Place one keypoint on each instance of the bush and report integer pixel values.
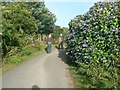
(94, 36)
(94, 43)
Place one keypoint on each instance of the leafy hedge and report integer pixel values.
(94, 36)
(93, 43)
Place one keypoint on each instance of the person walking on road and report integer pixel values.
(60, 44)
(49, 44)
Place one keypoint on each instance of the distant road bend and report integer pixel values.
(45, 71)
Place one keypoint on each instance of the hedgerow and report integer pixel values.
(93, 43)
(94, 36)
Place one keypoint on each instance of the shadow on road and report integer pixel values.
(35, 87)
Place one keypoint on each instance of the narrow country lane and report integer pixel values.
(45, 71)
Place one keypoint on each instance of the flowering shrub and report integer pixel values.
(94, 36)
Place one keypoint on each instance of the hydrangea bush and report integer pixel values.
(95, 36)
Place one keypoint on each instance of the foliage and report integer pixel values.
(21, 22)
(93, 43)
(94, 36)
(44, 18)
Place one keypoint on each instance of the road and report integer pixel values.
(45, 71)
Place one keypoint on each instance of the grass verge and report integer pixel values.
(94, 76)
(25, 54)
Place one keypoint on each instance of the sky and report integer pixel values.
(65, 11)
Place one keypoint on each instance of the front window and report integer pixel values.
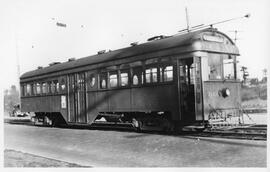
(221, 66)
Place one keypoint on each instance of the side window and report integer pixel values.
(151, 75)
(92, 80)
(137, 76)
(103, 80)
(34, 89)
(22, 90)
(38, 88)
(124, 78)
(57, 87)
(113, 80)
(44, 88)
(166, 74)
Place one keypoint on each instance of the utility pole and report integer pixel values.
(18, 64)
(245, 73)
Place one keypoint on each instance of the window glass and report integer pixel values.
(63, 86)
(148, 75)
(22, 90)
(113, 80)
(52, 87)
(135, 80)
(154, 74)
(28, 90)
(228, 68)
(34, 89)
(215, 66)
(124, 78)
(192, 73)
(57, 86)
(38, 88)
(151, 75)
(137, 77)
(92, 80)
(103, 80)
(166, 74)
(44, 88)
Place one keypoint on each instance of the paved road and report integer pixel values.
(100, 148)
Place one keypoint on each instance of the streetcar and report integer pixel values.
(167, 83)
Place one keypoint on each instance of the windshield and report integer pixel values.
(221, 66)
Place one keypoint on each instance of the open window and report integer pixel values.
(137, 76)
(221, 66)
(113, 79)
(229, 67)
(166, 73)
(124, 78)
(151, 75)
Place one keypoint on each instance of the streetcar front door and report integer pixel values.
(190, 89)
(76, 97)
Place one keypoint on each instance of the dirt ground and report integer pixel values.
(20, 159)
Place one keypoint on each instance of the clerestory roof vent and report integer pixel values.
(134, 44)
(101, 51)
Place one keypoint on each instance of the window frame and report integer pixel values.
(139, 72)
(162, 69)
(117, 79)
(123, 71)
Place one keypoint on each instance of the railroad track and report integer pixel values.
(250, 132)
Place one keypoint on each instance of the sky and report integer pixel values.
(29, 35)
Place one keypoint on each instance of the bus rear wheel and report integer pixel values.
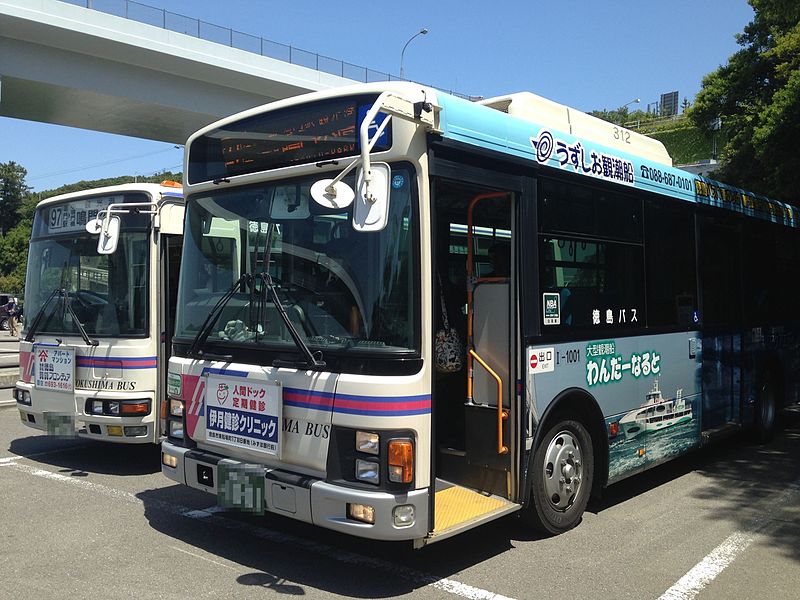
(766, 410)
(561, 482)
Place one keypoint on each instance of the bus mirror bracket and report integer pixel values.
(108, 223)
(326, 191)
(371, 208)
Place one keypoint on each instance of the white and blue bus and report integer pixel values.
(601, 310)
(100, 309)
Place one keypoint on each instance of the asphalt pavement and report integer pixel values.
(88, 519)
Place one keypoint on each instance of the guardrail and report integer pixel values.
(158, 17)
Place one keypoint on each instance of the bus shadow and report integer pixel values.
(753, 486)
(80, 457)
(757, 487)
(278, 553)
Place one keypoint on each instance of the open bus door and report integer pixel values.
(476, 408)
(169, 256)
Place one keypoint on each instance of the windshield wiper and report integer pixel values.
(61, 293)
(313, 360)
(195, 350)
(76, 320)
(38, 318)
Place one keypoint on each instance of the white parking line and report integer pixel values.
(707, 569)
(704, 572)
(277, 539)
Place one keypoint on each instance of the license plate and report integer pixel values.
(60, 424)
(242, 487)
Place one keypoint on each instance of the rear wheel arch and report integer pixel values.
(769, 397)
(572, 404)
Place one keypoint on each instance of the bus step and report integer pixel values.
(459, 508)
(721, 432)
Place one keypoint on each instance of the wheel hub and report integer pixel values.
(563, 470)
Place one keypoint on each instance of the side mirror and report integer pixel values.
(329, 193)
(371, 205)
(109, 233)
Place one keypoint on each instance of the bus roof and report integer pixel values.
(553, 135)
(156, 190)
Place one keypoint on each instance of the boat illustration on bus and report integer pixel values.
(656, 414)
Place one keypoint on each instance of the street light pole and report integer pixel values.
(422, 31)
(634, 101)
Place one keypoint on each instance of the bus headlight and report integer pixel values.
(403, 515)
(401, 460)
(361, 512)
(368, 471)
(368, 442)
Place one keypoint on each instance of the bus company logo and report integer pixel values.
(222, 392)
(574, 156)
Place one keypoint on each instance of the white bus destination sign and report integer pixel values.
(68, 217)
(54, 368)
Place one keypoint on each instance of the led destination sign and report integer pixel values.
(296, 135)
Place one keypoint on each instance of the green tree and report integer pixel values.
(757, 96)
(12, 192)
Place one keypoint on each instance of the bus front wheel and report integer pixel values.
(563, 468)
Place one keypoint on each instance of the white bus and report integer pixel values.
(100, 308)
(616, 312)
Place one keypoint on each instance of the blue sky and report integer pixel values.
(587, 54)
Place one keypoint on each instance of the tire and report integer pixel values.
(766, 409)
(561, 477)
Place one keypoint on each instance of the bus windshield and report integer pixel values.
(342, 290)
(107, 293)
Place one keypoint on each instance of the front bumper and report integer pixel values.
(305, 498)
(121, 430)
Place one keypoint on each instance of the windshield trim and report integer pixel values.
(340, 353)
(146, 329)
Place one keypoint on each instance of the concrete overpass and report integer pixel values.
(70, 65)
--------------------
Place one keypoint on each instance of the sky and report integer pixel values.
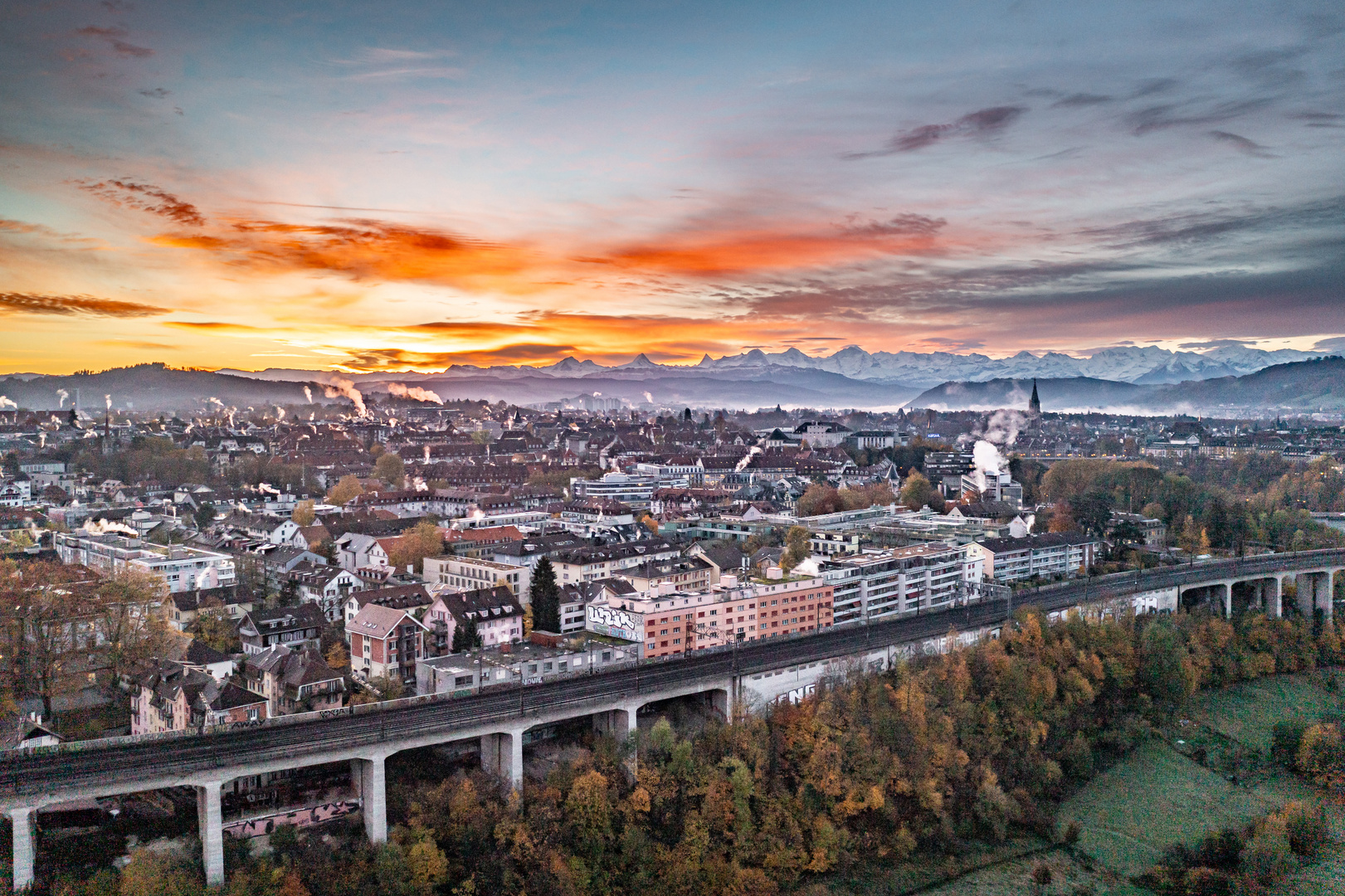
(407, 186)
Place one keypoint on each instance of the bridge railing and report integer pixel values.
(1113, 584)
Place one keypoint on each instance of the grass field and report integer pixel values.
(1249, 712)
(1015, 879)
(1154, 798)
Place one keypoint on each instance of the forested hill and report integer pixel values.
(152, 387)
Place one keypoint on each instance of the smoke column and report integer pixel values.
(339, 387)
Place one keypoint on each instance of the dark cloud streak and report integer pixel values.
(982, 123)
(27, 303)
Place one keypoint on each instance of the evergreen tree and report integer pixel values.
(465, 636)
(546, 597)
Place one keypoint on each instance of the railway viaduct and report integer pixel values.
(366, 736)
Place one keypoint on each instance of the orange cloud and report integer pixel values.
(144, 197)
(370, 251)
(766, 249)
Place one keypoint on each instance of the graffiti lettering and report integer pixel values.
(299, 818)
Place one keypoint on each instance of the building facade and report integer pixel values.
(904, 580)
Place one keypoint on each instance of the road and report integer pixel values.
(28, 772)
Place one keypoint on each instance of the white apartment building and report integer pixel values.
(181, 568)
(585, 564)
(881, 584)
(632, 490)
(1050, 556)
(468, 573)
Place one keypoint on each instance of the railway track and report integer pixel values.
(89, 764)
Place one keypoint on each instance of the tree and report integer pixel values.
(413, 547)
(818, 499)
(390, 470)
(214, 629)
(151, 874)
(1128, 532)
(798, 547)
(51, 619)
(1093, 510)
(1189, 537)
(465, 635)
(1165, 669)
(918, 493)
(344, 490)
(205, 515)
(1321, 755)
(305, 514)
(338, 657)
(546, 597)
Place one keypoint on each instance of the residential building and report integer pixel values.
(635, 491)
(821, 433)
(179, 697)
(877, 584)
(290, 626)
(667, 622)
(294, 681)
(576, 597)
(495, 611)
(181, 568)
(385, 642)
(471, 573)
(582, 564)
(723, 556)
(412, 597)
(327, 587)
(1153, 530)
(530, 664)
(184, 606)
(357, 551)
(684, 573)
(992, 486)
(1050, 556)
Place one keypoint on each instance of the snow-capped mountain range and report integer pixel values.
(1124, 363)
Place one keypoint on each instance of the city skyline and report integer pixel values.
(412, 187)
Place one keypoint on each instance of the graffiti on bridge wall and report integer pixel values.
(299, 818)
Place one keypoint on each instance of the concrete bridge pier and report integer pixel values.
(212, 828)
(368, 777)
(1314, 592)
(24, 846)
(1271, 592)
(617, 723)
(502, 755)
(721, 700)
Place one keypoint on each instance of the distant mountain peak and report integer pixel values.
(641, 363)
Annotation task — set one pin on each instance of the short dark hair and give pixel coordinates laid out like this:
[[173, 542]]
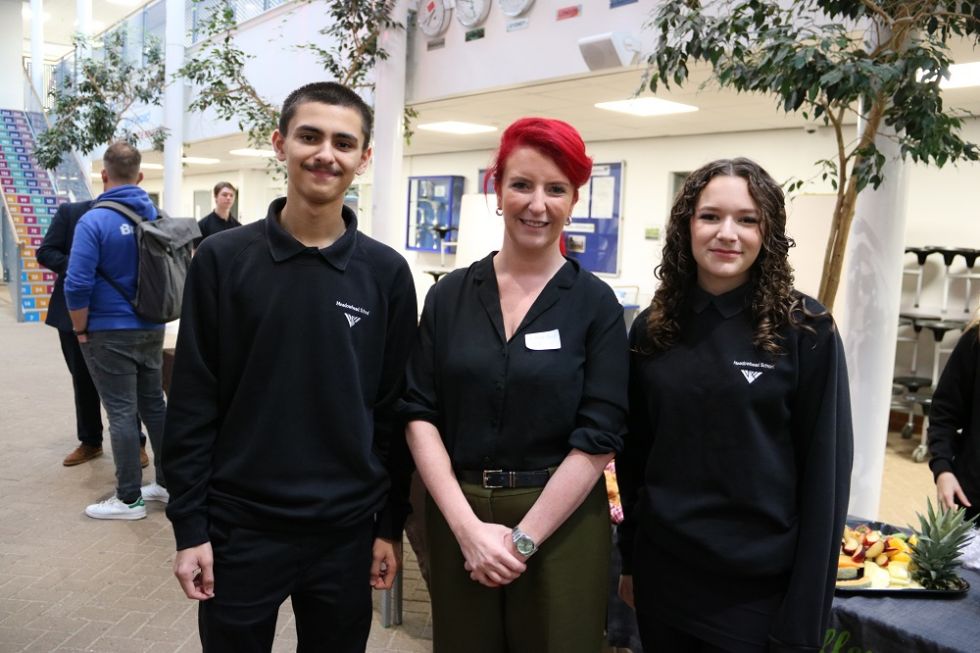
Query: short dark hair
--------------------
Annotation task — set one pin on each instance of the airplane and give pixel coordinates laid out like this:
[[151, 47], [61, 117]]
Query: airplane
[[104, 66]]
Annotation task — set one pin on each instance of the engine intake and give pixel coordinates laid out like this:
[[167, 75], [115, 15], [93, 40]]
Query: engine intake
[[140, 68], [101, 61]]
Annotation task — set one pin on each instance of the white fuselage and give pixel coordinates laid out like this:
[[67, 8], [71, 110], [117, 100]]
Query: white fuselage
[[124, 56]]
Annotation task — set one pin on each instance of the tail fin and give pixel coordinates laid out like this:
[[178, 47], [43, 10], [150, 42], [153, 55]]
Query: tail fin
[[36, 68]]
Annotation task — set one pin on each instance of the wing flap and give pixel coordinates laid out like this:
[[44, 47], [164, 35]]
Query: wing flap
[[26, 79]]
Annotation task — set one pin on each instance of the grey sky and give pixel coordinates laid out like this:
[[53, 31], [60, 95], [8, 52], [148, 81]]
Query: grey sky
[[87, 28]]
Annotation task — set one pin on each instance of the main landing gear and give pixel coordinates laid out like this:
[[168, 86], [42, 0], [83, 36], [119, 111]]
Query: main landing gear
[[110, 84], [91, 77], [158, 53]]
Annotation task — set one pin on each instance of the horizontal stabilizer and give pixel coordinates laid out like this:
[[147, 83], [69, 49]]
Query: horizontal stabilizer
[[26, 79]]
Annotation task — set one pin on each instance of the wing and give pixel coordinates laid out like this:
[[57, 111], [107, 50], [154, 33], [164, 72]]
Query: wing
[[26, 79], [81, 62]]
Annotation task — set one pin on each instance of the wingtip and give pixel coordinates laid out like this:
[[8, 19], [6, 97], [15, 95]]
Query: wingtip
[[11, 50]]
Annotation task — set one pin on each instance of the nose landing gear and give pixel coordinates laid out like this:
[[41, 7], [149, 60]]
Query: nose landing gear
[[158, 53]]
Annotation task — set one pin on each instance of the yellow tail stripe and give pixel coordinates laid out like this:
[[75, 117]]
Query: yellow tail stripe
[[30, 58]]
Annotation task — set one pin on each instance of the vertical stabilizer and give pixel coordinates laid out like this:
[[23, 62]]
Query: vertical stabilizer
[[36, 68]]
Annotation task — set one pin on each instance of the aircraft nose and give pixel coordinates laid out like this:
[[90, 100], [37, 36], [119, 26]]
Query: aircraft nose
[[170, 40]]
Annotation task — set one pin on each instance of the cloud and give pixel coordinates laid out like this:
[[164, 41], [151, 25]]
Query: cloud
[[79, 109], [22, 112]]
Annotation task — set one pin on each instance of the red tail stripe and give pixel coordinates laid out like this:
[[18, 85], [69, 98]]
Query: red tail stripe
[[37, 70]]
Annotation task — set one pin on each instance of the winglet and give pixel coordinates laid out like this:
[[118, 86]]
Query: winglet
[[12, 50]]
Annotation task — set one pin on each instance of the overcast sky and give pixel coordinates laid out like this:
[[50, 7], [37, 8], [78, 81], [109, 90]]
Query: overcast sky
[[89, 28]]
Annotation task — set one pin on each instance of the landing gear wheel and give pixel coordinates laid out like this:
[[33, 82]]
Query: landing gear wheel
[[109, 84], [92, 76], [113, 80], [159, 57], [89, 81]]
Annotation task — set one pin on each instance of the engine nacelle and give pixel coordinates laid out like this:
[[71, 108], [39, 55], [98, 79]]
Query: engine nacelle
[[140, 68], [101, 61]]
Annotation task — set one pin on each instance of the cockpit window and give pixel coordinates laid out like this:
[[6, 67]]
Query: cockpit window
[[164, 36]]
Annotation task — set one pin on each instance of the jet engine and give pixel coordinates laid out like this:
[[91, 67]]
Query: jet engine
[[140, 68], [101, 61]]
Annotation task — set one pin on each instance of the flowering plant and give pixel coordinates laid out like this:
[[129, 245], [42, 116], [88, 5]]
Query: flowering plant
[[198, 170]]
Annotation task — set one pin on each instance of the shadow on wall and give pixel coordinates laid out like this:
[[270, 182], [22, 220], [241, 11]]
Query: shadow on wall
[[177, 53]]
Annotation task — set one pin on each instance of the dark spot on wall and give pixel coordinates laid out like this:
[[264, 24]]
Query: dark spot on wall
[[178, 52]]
--------------------
Task details: What is needed is an exact copy of the lines above, from the one containing "the wing and" through the one containing "[[41, 7], [149, 60]]", with nothing added.

Response area:
Annotation task — set one pin on each instance of the wing and give pixel coordinates laid out like this:
[[57, 111], [107, 50], [154, 33], [164, 72]]
Query: wing
[[26, 79], [81, 62]]
Annotation task — set one pin on each instance of the wingtip and give pixel coordinates laid out like this:
[[8, 19], [6, 97], [15, 95]]
Query: wingtip
[[11, 50]]
Annotation task — set one pin on each instance of the nose landing gear and give pixel coordinates laid out like this:
[[41, 7], [149, 60]]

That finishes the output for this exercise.